* **WORK TO COMPLETE**: Restate the listing below word for word; no pictures belong in the copy.

────────────────────────────────────────

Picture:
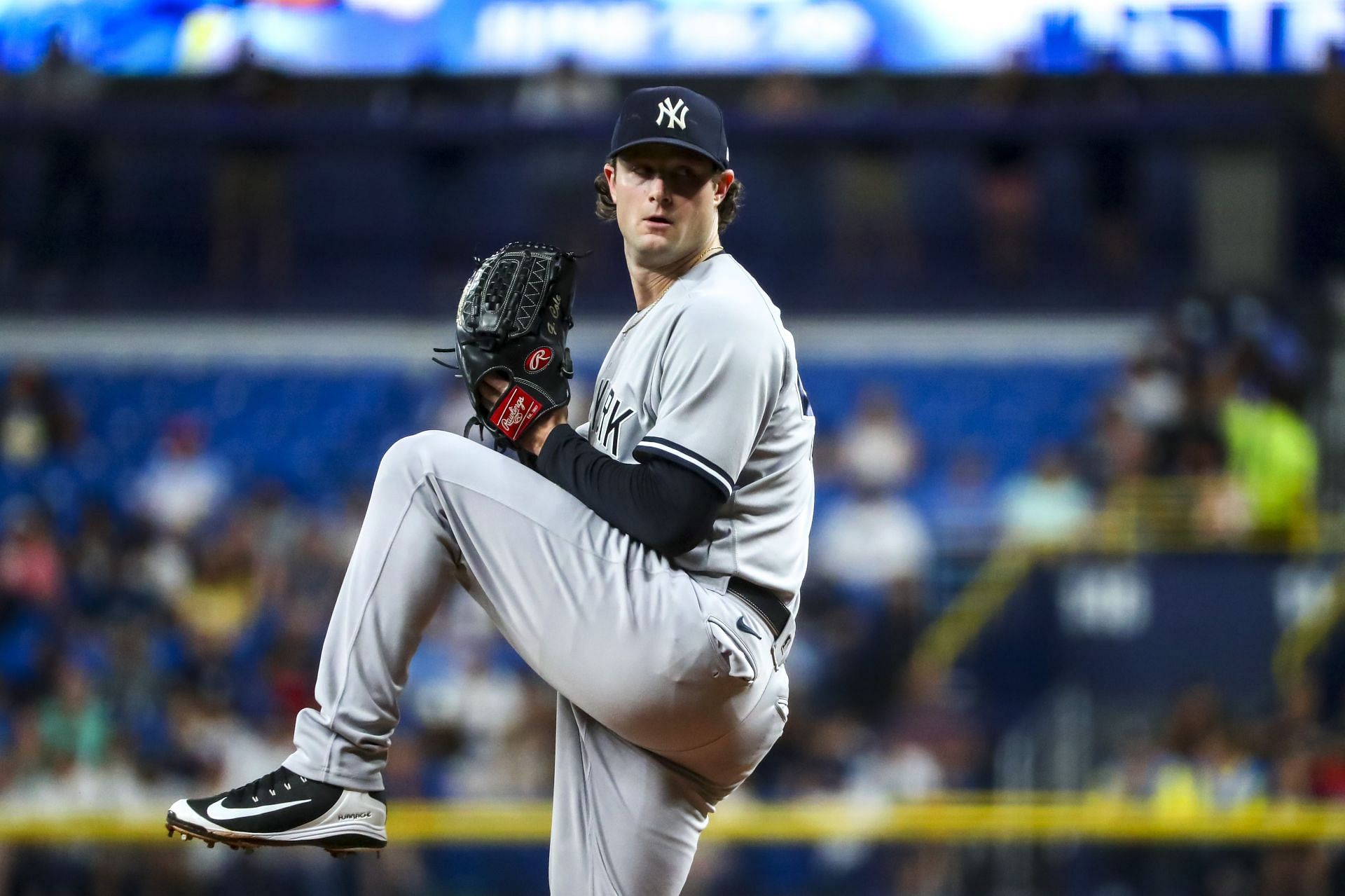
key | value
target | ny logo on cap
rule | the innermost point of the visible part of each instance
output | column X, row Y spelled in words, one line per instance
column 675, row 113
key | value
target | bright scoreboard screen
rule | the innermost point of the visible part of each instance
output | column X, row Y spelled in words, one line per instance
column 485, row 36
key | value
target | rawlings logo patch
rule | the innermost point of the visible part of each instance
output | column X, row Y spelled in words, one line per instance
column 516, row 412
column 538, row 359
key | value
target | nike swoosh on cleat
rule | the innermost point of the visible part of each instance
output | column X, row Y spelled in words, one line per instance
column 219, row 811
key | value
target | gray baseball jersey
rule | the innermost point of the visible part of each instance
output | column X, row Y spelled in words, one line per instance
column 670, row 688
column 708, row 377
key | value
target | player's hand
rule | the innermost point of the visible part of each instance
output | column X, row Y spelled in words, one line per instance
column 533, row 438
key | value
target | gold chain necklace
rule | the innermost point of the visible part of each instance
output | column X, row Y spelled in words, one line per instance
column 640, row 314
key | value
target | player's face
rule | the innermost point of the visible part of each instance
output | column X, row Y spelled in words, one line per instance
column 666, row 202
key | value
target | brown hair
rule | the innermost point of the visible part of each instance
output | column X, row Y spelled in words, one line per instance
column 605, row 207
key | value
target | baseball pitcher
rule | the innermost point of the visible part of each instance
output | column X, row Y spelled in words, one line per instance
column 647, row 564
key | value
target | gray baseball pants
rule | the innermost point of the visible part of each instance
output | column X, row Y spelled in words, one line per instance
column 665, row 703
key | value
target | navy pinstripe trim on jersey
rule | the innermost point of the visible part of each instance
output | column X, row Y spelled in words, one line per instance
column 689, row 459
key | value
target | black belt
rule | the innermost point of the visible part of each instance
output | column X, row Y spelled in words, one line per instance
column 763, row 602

────────────────────────────────────────

* **TASK RESPONSE**:
Picture:
key | value
target | ny logo on cap
rule | the innermost point of the visible part of each instance
output | column X, row Y spelled in words, one line per instance
column 675, row 113
key | value
target | bright scoreboard screen
rule | the innermost point of the visible part of each instance
output | column X, row Y spelled in words, one line per instance
column 485, row 36
key | value
target | rawlings logo patch
rule | the innermost point of the visible part of each instance
output | column X, row Y spelled in words, one line per instance
column 516, row 412
column 538, row 359
key | value
target | nike swoosh on cleat
rule | the innermost point of the visible part of each instance
output | column X, row Y spelled in words, one line per instance
column 219, row 811
key | value
target | gray baseball jersey
rule | the innermost point of the visible part of each instance
output | column X, row Y spelled in words, one line per instance
column 670, row 688
column 708, row 377
key | value
target | player's hand
rule | the innermost point of the visible part of each instance
output | column X, row Y spelled in words, one line per instance
column 533, row 438
key | value
target | gold chain necklace
rule | the innermost point of the visible part of each instance
output | column X, row Y spelled in words, one line per instance
column 640, row 314
key | value
target | player's face
rule | the innermost point of the visible part of each instance
output | column X, row Y spelled in words, one line per instance
column 666, row 202
key | value
target | brown hair
rule | the innermost point of the visible part of each instance
output | column X, row Y spelled in words, one line per instance
column 605, row 207
key | value
target | baseball pitcher
rule | the innermost point of the visible part of each instance
output | column X, row Y spelled in words, one line per instance
column 647, row 564
key | value
target | gray baseball pants
rule | the innermost point of the visible part of each instance
output | column X, row Y spelled in words, one line per instance
column 665, row 703
key | value
target | navy pinstripe trim on jersey
rule | the innermost point of the visible part of each instance
output | column X, row Y spelled in words, one line per instance
column 689, row 459
key | value
target | black belt
rule | the innermost point of the visible part of each instance
output | column X, row Y spelled in words, one line per instance
column 763, row 602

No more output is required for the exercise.